◆ Extracted text ◆
- Russia officially refused to finance the operations of the Organisation for the Prohibition of Chemical Weapons (OPCW).
- The Novichok group of weapons were added to the banned list, which will come into force in 180 days.
- Russia did not have enough power to veto the next OPCW budget.
On November 28, 2019 Russia officially refused to finance the operations of the Organization for the Prohibition of Chemical Weapons (OPCW)– an intergovernmental organization and the implementing body of the Chemical Weapons Convention, which entered into force on April 29, 1997. The OPCW, with its 193 member states, has its seat in The Hague, Netherlands, and oversees the global endeavor for the permanent and verifiable elimination of chemical weapons.

◆ Entries supplied ◆
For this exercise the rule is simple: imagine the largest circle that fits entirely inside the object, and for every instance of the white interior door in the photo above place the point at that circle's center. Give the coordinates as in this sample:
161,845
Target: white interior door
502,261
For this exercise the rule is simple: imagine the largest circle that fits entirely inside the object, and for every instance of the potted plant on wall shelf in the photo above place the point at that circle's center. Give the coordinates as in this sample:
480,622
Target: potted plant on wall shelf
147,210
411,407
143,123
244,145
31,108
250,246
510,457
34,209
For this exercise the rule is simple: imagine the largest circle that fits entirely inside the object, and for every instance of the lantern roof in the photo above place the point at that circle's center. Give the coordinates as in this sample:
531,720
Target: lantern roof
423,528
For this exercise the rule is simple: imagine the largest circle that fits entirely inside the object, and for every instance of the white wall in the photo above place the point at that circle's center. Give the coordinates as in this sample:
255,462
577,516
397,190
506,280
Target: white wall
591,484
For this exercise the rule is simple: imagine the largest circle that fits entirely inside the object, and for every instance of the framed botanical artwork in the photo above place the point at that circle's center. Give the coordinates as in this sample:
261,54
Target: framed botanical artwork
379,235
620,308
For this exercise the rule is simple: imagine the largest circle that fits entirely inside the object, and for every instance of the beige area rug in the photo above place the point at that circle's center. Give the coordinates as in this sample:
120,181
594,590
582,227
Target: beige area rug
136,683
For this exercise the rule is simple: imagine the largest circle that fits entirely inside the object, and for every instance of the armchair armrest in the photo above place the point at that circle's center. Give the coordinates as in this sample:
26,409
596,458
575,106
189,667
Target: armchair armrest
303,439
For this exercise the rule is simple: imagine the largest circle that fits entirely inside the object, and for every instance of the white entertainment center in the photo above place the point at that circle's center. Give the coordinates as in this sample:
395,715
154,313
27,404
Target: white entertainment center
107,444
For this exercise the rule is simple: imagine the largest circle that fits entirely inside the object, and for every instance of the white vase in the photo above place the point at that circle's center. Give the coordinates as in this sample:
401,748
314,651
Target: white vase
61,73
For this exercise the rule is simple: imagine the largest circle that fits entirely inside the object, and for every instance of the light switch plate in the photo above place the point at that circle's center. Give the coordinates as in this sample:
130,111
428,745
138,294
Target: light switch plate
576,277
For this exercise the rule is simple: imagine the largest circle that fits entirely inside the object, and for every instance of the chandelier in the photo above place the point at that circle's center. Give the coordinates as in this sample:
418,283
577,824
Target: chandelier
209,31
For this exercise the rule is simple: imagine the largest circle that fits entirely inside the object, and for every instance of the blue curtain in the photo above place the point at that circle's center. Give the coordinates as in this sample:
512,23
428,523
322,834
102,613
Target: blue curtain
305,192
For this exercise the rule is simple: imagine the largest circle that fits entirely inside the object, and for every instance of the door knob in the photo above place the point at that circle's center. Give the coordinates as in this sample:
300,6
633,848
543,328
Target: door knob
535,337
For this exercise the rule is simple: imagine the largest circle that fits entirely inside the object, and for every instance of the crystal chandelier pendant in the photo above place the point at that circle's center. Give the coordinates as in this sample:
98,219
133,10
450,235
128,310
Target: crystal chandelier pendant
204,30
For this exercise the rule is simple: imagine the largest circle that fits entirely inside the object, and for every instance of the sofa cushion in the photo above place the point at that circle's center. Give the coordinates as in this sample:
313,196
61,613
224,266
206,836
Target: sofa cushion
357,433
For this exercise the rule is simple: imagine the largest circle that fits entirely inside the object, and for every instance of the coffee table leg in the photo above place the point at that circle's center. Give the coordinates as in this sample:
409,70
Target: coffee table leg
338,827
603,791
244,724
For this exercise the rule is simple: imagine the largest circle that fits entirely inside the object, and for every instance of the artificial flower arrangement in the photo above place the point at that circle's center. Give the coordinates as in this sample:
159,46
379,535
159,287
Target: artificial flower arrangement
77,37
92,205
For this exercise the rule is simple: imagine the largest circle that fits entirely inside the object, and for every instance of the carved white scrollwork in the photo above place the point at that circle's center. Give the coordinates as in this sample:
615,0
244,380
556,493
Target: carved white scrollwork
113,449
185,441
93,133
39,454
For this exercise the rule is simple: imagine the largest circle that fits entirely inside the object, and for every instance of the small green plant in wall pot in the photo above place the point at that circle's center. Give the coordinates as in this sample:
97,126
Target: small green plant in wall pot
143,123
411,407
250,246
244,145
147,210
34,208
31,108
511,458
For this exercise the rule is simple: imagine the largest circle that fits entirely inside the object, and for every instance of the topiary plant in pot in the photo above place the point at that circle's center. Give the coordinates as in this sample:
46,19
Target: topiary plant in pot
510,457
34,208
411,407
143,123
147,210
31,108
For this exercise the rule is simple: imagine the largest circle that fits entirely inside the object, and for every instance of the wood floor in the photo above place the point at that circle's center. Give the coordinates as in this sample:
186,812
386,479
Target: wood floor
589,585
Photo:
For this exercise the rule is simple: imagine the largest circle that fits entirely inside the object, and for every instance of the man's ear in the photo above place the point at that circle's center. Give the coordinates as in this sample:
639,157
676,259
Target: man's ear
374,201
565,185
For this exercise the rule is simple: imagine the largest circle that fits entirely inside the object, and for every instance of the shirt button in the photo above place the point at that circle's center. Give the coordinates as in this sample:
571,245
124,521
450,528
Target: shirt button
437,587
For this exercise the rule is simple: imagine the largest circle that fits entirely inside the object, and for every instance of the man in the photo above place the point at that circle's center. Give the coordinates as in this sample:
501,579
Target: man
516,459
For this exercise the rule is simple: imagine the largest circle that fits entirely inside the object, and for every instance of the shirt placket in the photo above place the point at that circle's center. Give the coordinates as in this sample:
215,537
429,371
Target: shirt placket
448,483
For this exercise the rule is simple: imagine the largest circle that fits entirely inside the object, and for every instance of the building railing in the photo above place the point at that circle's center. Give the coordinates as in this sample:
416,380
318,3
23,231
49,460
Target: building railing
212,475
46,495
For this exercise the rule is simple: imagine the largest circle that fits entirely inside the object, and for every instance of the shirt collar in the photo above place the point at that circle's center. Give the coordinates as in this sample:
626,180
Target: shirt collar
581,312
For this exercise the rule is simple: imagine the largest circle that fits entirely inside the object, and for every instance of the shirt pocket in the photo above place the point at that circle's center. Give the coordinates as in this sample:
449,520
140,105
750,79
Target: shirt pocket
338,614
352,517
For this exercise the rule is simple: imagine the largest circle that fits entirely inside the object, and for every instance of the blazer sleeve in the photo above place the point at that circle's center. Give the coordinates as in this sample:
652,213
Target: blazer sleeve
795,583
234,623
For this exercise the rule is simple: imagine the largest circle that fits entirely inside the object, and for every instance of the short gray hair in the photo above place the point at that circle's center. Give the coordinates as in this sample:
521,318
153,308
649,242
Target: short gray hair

◆ Study questions ◆
- 1) According to the passage on Russia and the OPCW, what is the OPCW's role in relation to the Chemical Weapons Convention, and what does it oversee? Answer in one to three sentences.
- 2) Carry on the passage on Russia and the OPCW from its final sentence.
The listing is not needed for the work that follows.

◆ Answers for each item ◆
- 1) The OPCW is an intergovernmental organization that serves as the implementing body of the Chemical Weapons Convention, which entered into force on April 29, 1997. It oversees the global endeavor for the permanent and verifiable elimination of chemical weapons.

- 2)
The reason behind the announcement according to Russian representative Alexander Shuligin is the US accusation against Russia of helping Syria conceal the use of chemical weapons in the Syrian civil war and by undermining the work of the OPCW in the region. Additionally, Russia reached a high level of diplomatic tensions in 2017 due to Syria and vetoed a resolution to extend the mandate of the U.N.-OPCW Joint Investigative Mechanism. The concussion was made that the Syrian military used both the nerve agent Sarin and chlorine as weapons by the OPCW.
The announcement came during the OPCW 24th annual conference taking place this week. Additionally, as the 2020 budget voting took place, Russia with 19 other delegations voted against– out of 125 member nations present (17 delegations refused to vote and 11 were absent).
Russia is not keen on the spending and how the organization provides consensus on the parties involved in chemical attacks and guilty verdicts. Also, so much power was given to the OPCW in 2018 that Russia believes it is illegitimate and infringes on the UN mandate. Ironically, Russia announced earlier this month that it would no longer enforce part of Geneva Convention.
Thus far the main reasons given for the Kremlin’s unhappiness with OPCW:
1) Russia found to be responsible for the cover up of the Assad’s regime using chemical weapons in 2017.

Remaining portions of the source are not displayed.